▶ _Records to process_:
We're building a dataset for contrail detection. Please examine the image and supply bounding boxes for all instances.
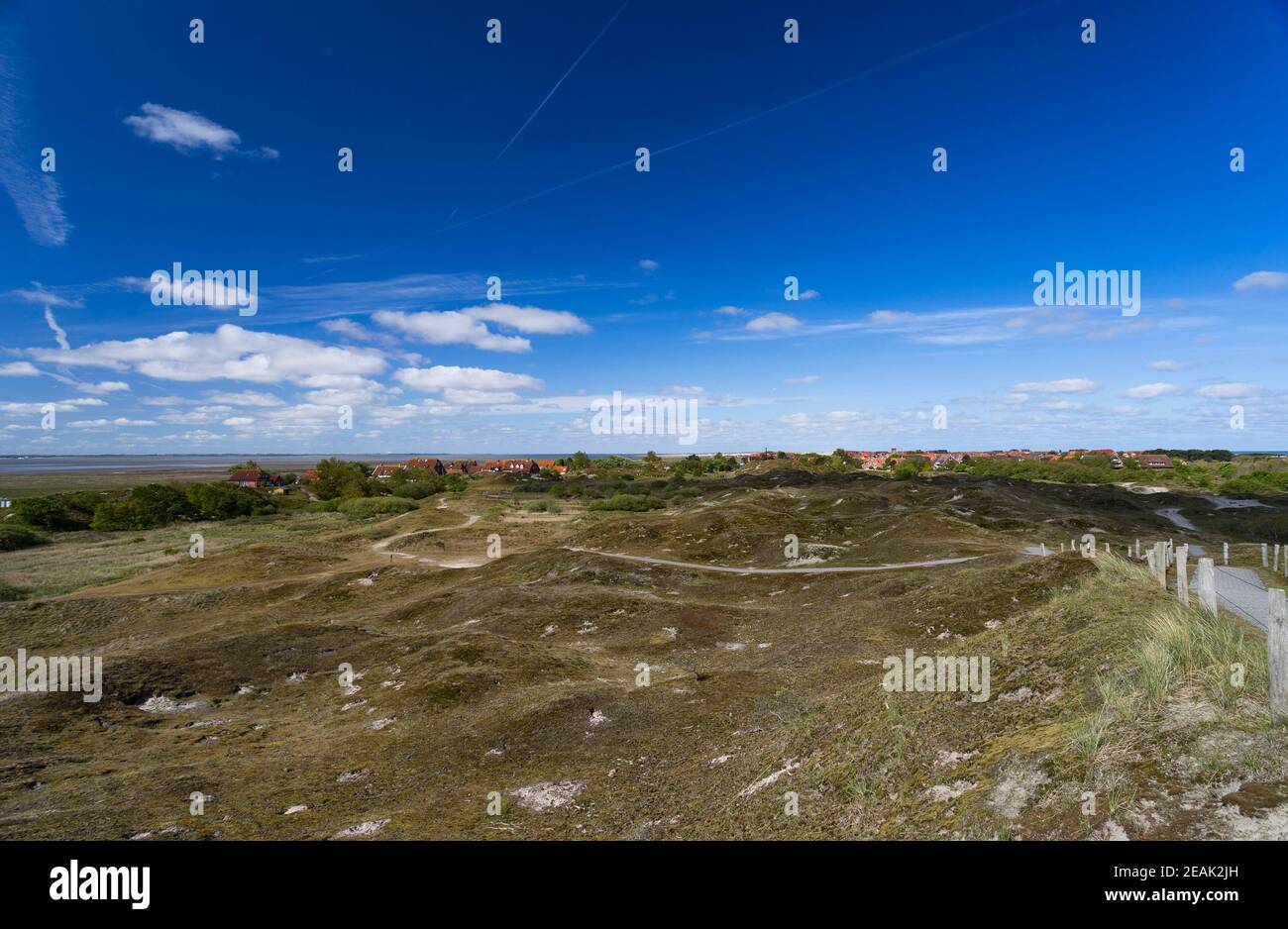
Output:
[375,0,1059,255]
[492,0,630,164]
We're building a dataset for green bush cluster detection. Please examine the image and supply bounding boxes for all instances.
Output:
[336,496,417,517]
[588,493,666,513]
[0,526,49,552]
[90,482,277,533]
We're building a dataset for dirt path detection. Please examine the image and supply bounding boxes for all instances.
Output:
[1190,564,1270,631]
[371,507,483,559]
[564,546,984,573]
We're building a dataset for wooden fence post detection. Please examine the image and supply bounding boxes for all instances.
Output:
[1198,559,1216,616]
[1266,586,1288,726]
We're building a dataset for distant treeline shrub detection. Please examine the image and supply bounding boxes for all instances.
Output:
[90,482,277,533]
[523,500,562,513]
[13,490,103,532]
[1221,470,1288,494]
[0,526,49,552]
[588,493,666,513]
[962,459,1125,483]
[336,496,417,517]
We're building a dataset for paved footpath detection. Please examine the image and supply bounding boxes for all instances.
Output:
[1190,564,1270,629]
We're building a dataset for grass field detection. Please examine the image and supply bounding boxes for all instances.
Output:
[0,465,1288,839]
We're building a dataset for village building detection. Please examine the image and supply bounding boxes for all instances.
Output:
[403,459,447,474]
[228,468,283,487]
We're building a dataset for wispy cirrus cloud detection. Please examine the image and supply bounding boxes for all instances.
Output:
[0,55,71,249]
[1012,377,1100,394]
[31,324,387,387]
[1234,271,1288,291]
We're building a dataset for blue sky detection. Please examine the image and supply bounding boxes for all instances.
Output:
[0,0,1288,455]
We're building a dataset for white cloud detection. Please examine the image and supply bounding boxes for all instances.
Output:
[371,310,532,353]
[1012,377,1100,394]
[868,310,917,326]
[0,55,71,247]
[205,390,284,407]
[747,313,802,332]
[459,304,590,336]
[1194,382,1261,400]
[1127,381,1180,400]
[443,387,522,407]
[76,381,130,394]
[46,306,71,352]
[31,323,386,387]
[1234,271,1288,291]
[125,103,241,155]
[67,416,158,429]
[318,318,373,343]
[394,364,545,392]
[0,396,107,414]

▶ _To be done_:
Copy the stretch of the material above from the line containing "We're building a dataset for distant" through the line containing "[0,465,1288,839]", with every line unchanged.

▶ _Solution to this exercise_:
We're building a dataset for distant treeline shrub detection. Please examine the image and supply bounding boxes for all instances.
Output:
[90,482,277,533]
[523,500,562,513]
[13,490,103,532]
[1221,470,1288,494]
[0,526,49,552]
[588,493,666,513]
[962,459,1125,483]
[336,496,417,517]
We're building a dataset for paved footpath detection. Please examine the image and supply bounding boxes for all instances.
Output:
[1190,564,1270,629]
We're building a dataset for grass field detection. Please examine the image and supply bounding boxes for all instances.
Output:
[0,465,1288,839]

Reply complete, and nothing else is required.